_INSTRUCTIONS FOR THE TASK_. Return, word for word, the lines of the records that run from the line containing "[point] every instance of the bird's wing" through the end of the records, both ends included. Leave the pictures out of your answer.

_RECORDS SUPPLIED_.

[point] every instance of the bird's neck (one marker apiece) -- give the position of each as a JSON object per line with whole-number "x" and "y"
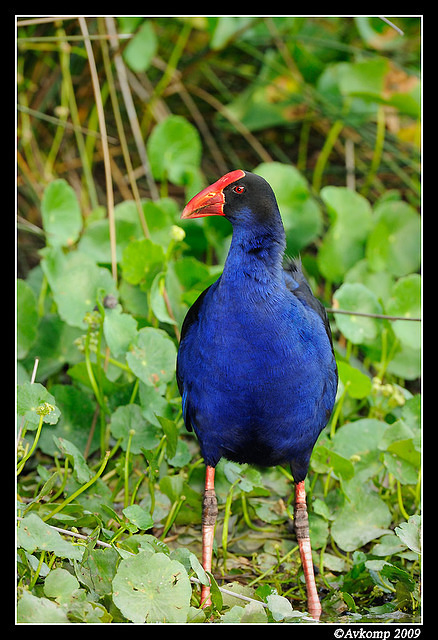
{"x": 256, "y": 254}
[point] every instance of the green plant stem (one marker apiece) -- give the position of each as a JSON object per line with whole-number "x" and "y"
{"x": 63, "y": 481}
{"x": 337, "y": 411}
{"x": 378, "y": 149}
{"x": 271, "y": 569}
{"x": 32, "y": 449}
{"x": 173, "y": 513}
{"x": 400, "y": 502}
{"x": 323, "y": 157}
{"x": 169, "y": 71}
{"x": 37, "y": 571}
{"x": 227, "y": 515}
{"x": 126, "y": 467}
{"x": 248, "y": 519}
{"x": 65, "y": 68}
{"x": 81, "y": 489}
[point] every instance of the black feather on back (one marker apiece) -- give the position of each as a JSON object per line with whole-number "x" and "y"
{"x": 298, "y": 285}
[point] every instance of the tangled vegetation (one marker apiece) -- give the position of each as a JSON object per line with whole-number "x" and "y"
{"x": 120, "y": 122}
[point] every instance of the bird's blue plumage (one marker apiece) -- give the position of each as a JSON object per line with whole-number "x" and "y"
{"x": 255, "y": 367}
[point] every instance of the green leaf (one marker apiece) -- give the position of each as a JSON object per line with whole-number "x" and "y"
{"x": 405, "y": 301}
{"x": 81, "y": 471}
{"x": 141, "y": 49}
{"x": 27, "y": 318}
{"x": 394, "y": 244}
{"x": 404, "y": 471}
{"x": 174, "y": 149}
{"x": 158, "y": 304}
{"x": 35, "y": 610}
{"x": 30, "y": 397}
{"x": 357, "y": 297}
{"x": 97, "y": 570}
{"x": 77, "y": 411}
{"x": 410, "y": 533}
{"x": 152, "y": 358}
{"x": 60, "y": 584}
{"x": 35, "y": 534}
{"x": 152, "y": 588}
{"x": 129, "y": 418}
{"x": 359, "y": 437}
{"x": 365, "y": 78}
{"x": 279, "y": 606}
{"x": 141, "y": 260}
{"x": 75, "y": 281}
{"x": 119, "y": 329}
{"x": 363, "y": 518}
{"x": 171, "y": 433}
{"x": 138, "y": 516}
{"x": 61, "y": 214}
{"x": 358, "y": 384}
{"x": 344, "y": 243}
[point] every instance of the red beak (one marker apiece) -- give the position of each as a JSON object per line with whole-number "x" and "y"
{"x": 210, "y": 201}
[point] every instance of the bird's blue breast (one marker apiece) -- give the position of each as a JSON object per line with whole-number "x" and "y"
{"x": 258, "y": 375}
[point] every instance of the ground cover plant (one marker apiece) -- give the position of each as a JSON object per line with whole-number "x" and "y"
{"x": 120, "y": 122}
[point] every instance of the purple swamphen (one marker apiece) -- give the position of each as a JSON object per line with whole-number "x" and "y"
{"x": 255, "y": 369}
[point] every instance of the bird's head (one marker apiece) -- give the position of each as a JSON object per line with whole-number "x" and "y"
{"x": 239, "y": 196}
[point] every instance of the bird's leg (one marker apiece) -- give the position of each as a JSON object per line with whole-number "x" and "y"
{"x": 301, "y": 524}
{"x": 209, "y": 514}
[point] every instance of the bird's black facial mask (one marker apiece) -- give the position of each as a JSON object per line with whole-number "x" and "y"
{"x": 210, "y": 201}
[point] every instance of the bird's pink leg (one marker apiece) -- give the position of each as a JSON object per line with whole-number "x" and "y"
{"x": 209, "y": 514}
{"x": 301, "y": 524}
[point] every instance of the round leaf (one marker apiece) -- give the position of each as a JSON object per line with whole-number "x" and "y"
{"x": 357, "y": 297}
{"x": 153, "y": 356}
{"x": 406, "y": 301}
{"x": 129, "y": 418}
{"x": 152, "y": 588}
{"x": 362, "y": 518}
{"x": 119, "y": 330}
{"x": 174, "y": 149}
{"x": 394, "y": 244}
{"x": 359, "y": 384}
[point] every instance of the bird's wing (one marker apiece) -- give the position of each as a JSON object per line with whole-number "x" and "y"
{"x": 298, "y": 285}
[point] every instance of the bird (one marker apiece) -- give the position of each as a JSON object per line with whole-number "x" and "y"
{"x": 255, "y": 368}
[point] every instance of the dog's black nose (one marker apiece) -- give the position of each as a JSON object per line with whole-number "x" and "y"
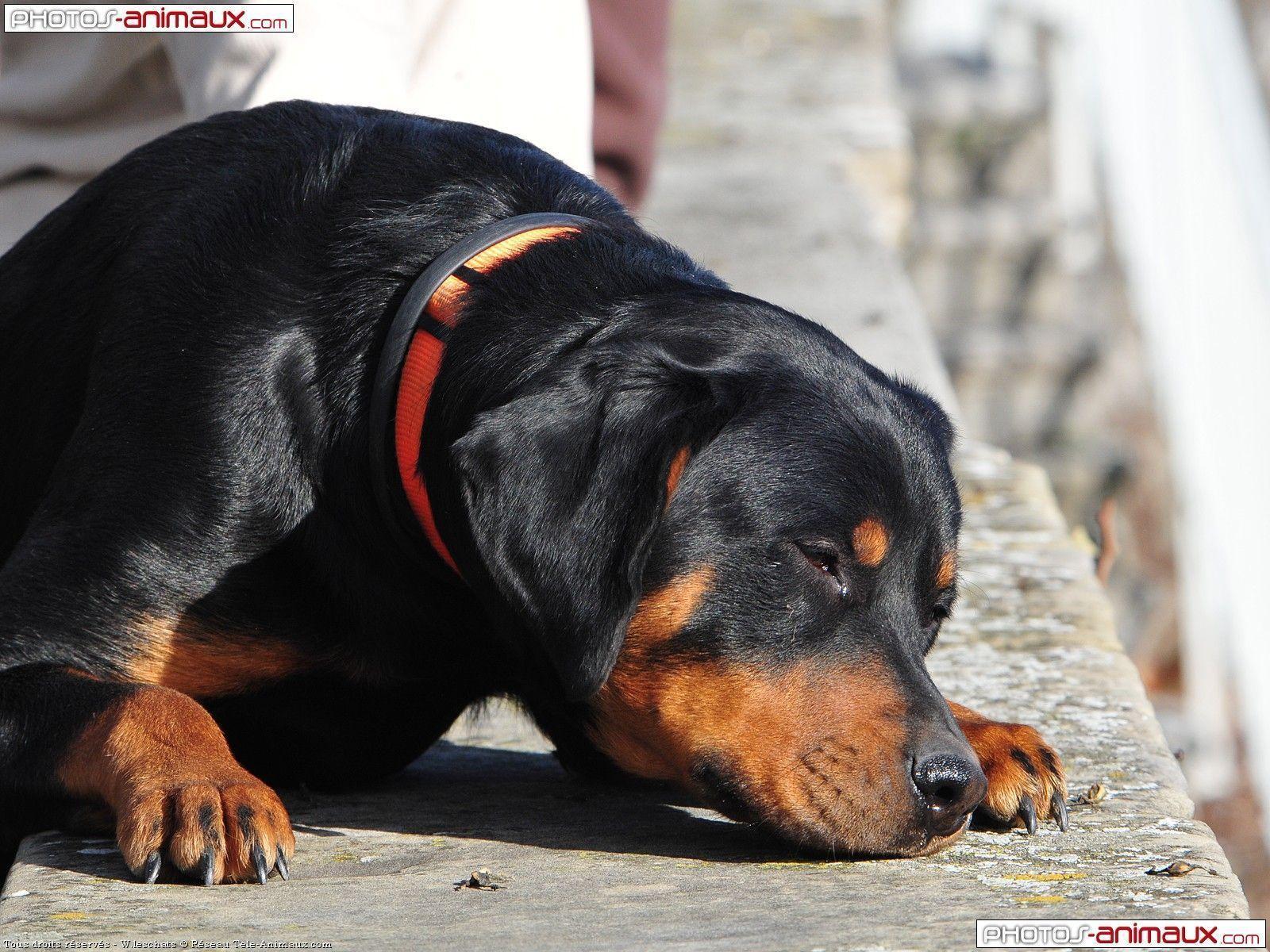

_EXERCISE OUTPUT_.
[point] every instance of the bird's wing (one marker apiece) -- give the position of each as a JSON object per line with whole-number "x" and "y"
{"x": 298, "y": 285}
[point] every instance of the bird (one marker apiece) -- give the position of each as a JSON object per line with whole-number "x" and "y"
{"x": 255, "y": 368}
[point] every instance of the dog's black nose (one marker apiece) -- give the position of each as a JSON object per line with whole-number "x" and "y"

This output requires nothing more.